• **Work required**: Quote all of the following material word for word.

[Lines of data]
Start

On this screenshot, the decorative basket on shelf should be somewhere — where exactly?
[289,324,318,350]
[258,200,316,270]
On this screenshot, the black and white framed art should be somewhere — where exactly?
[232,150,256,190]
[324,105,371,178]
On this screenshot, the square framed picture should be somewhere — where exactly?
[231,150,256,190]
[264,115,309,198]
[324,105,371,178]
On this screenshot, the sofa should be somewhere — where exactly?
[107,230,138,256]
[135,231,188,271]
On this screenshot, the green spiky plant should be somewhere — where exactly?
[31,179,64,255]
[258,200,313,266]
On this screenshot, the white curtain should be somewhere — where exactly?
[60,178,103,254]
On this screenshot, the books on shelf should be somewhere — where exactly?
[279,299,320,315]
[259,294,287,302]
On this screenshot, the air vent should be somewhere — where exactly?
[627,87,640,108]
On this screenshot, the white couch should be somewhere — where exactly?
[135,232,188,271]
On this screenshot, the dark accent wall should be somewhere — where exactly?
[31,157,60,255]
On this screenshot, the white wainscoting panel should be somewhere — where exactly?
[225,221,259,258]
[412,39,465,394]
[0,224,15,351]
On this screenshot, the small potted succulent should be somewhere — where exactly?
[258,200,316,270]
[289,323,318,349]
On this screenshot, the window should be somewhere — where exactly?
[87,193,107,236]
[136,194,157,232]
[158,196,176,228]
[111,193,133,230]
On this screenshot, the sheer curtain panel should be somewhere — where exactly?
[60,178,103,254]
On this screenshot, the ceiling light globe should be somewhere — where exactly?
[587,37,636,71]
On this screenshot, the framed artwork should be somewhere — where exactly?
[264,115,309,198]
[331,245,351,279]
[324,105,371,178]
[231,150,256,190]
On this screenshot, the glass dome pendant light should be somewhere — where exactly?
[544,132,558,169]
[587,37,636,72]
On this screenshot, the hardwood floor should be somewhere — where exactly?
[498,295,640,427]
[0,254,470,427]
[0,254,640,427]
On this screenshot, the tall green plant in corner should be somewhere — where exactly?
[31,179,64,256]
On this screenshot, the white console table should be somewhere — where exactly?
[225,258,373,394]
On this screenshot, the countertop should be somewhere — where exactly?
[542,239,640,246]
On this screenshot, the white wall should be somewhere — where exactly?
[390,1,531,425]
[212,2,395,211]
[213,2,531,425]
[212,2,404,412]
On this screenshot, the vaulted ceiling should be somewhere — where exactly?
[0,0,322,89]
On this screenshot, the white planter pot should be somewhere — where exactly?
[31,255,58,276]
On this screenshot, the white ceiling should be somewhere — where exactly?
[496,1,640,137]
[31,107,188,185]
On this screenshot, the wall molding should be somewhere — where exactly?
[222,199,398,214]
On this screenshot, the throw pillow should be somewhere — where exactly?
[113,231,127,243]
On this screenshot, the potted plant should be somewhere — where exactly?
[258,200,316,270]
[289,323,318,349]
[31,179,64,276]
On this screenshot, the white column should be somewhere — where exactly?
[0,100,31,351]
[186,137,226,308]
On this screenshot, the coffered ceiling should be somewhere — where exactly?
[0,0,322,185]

End

• **Complete output**:
On this screenshot, the decorative basket on shelf should be somewhere — where exactly?
[289,324,318,350]
[258,200,316,270]
On this screenshot, the black and white framed art should be somewhere — where exactly?
[232,150,256,190]
[324,105,371,178]
On this screenshot, the square framed picture should be somewhere — where exactly?
[231,150,256,190]
[264,115,309,198]
[324,105,371,178]
On this screenshot, the sofa should be somewhere — where exactly?
[107,230,138,256]
[135,231,188,271]
On this screenshot, the green spiky plant should be somewhere — where exactly?
[31,179,64,255]
[258,200,313,266]
On this screenshot, the white curtain should be somewhere — where exactly?
[60,178,103,254]
On this screenshot, the books on shelf should be somewhere — where exactly?
[279,299,320,315]
[259,294,287,302]
On this screenshot, the air vent should be somewhere — where exactly?
[627,87,640,108]
On this screenshot, the white couch should be somewhere — where exactly?
[135,232,188,271]
On this screenshot, the dark accent wall should be somewhere — where exactly?
[31,157,60,255]
On this screenshot, the white wainscoting panel should be somewhere — where exactly?
[225,221,259,258]
[412,39,465,394]
[0,224,15,351]
On this screenshot, the small potted succulent should be somewhere — where exactly?
[258,200,316,270]
[289,323,318,349]
On this screenshot, the window should be somewhere — where exactly?
[87,193,107,236]
[136,194,157,232]
[158,196,176,228]
[111,193,133,230]
On this screenshot, the sheer curtain panel should be somewhere — where exactly?
[60,178,103,254]
On this screenshot, the ceiling light globe should be somewhere — where exactly?
[587,37,636,71]
On this screenshot, the framed artwork should be somewhere — where exactly?
[264,115,309,198]
[331,245,351,279]
[324,105,371,178]
[231,150,256,190]
On this screenshot, the glass dome pendant light should be somewhere — where exactly?
[544,132,558,169]
[587,37,636,72]
On this screenshot, the hardwood floor should be somewhere — where exactly?
[498,295,640,427]
[0,254,470,427]
[0,254,640,427]
On this screenshot, the tall green plant in corner should be somewhere — where exactly?
[31,179,64,256]
On this screenshot, the white console table should be somewhere — where exactly?
[225,258,373,394]
On this screenshot, the countertop should be somewhere — where exactly?
[542,239,640,246]
On this screenshot, the white wall should be somewhere — where exactly?
[390,1,531,425]
[212,2,395,211]
[213,2,531,425]
[212,2,404,412]
On this screenshot, the vaulted ceiling should be somewhere — where exactly?
[0,0,322,89]
On this screenshot, the white planter pot should be somewhere — where exactly?
[31,255,58,276]
On this screenshot, the white ceiling should be somewhere — where exactly?
[496,1,640,137]
[31,107,188,185]
On this screenshot, the wall molding should be somewhere — where exactly?
[222,199,398,214]
On this screenshot, the throw pillow should be somewhere — where exactly?
[113,231,127,243]
On this screenshot, the potted plant should be somewhere — where exactly?
[258,200,316,270]
[289,323,318,349]
[31,179,64,276]
On this screenshot, the white column should be somewhere — where exactly?
[0,100,31,351]
[186,137,226,308]
On this screenshot, the coffered ceiling should be somewhere — where exactly?
[0,0,322,185]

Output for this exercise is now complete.